**Passage provided**
Tuesday, January 30, 2007

Marinated Sirloin Tip Roast

5 lbs sirloin tip roast
2 onions sliced
1 lb mushrooms, preferably wild mixture
1/4 C balsamic vinegar
1/2 C soy sauce
1T worcestershire sauce
1/4 C olive oil
1/4 C butter, unsalted

Marinate the roast in the balsamic, soy, worcestershire and olive oil for 2-3 hours. Place in oiled pan, reserving marinade, add salt and pepper, then roast at 350 degrees F till done as desired. Saute onions and mushrooms in butter over low heat till lightly browned. Add reserved marinade and simmer till reduced and thickened. Top sliced roast with onion/mushrooms.

Quick hamburger stir fry

3 lbs Beef, ground
1 med Cabbage, raw, chopped
juice of 1/2 Lime
1T Oil, sesame
1 med Onion chopped
1 bunch green onions chopped
1T Fish Sauce
1T oyster sauce
1T Sriracha
1T Soy sauce
salt & pepper

Saute beef till browned, add onions and seasonings to taste. Add cabbage, stir till wilted, then simmer. Served with rice for the boys.

**Material shown**

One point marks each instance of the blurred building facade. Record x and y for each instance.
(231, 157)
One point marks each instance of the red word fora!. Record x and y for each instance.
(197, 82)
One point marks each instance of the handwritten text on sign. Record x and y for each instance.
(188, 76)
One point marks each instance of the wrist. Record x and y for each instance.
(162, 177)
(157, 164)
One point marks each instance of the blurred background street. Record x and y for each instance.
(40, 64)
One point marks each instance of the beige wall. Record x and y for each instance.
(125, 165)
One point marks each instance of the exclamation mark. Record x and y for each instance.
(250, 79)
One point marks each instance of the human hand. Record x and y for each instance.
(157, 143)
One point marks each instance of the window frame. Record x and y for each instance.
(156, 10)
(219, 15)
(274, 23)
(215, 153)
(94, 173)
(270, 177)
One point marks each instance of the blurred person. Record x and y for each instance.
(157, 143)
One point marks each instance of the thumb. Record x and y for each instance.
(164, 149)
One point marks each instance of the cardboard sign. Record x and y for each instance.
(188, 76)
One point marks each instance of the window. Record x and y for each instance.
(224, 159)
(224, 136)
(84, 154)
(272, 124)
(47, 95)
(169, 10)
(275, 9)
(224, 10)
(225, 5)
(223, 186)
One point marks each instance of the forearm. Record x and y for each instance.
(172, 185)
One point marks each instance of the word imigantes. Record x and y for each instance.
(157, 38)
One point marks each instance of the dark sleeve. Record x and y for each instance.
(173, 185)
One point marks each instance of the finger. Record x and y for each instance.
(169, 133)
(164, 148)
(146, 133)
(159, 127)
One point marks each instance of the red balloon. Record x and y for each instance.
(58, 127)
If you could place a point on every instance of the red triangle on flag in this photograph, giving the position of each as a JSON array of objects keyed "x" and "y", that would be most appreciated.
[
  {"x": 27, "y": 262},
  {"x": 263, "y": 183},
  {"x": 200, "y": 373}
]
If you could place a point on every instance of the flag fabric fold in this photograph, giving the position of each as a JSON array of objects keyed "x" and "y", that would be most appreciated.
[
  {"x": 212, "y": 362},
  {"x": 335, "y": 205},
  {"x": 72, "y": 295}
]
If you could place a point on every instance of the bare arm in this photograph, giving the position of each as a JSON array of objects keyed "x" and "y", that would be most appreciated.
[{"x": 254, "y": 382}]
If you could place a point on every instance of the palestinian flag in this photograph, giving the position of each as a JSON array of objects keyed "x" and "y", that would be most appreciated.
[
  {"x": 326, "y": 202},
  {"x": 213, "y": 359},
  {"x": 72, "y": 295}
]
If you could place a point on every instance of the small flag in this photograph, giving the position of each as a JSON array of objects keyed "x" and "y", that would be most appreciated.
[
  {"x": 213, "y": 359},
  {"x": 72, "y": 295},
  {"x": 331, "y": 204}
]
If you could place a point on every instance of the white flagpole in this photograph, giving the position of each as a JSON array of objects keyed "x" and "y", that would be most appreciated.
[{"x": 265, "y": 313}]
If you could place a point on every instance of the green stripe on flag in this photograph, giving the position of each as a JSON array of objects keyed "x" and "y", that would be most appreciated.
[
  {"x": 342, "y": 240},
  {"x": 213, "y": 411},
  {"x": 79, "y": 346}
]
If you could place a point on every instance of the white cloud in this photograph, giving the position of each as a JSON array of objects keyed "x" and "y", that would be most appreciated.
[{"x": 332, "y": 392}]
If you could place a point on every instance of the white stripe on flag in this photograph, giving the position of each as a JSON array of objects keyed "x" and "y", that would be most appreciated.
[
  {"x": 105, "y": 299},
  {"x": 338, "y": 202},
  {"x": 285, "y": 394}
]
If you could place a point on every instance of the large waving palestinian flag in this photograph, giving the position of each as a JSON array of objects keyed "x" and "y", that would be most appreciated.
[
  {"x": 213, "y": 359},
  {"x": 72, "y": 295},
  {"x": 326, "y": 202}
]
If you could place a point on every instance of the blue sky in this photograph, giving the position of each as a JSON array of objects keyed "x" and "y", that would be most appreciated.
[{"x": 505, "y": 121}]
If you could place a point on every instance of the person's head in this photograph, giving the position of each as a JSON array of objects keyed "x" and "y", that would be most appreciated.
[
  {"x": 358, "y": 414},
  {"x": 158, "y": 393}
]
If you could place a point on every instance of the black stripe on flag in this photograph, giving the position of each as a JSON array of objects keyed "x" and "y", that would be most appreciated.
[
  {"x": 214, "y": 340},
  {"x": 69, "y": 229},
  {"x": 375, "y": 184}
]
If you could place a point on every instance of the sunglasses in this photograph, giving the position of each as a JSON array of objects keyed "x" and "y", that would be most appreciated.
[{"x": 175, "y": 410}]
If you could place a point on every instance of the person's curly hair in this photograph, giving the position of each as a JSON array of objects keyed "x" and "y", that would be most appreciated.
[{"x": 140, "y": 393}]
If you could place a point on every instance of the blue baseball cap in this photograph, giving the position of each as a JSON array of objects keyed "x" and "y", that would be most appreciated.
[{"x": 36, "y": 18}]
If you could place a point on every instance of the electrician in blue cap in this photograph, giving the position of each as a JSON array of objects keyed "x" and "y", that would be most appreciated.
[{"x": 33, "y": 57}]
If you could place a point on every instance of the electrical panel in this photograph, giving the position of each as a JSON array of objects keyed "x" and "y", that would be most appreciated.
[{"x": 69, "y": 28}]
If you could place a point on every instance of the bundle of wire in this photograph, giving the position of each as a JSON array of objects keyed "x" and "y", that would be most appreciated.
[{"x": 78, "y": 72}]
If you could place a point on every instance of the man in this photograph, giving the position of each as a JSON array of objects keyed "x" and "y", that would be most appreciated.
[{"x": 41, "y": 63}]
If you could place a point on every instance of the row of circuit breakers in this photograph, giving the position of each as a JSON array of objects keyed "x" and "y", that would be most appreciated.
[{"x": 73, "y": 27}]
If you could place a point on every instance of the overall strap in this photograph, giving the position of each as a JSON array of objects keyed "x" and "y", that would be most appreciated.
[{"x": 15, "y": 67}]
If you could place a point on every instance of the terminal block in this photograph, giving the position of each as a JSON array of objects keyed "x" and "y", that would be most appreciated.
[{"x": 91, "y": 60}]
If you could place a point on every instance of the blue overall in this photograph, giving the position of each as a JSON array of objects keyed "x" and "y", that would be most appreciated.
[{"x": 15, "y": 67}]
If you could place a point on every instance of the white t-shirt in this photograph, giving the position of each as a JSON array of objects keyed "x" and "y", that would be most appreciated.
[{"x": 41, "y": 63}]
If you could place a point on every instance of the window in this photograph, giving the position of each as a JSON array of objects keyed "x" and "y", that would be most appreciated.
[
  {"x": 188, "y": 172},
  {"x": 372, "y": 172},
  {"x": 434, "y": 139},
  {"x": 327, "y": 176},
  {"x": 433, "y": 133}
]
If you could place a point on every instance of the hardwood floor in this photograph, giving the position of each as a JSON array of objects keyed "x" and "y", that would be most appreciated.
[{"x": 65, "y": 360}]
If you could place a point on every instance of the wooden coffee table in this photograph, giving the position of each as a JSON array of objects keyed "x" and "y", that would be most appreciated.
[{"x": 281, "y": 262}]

**Questions to answer**
a - Turn the paragraph of the recipe post that begins "Marinate the roast in the balsamic" into a numbered list of steps, keeping its main facts.
b - Write the next part of the recipe post, picking up after its final sentence.
The records have no connection to the recipe post.

**Results of the exercise**
a -
1. Marinate the roast for 2-3 hours in the balsamic, soy, worcestershire and olive oil.
2. Put the roast in an oiled pan, set the marinade aside, and season with salt and pepper.
3. Roast at 350 degrees F until done as desired.
4. Sauté the onions and mushrooms in butter over low heat until lightly browned.
5. Add the reserved marinade and simmer until reduced and thickened.
6. Spoon the onions and mushrooms over the sliced roast.

b -
Serves 8
Per serving:
Calories 485
Total Carbohydrate 9.7
Dietary Fiber 3.6
Protein 31.2 g
Total Fat 35.5 g
Saturated Fat 13.2 g

Monday, January 22, 2007

kitchen reno

kitchen reno
Originally uploaded by elfed.
Not much cooking this weekend, but we did change this.....

Originally uploaded by elfed.
into this.....

Friday, January 19, 2007

Bulgogi - Korean Beef


1 3/4 lb beef (top sirloin) sliced thin
2 T soy sauce
2 Tsp sugar
1 T sesame oil
1 T sesame seeds
4 green onions, chopped
3 cloves of garlic, minced
1 tsp fresh ginger, minced
2 T water or rice wine

Marinate the beef in the ingredients for at least 1.5 hours. Fry or cook over charcoal. Served with rice for the boys, I had stir fried baby squash with light soy sauce and rice wine vinegar.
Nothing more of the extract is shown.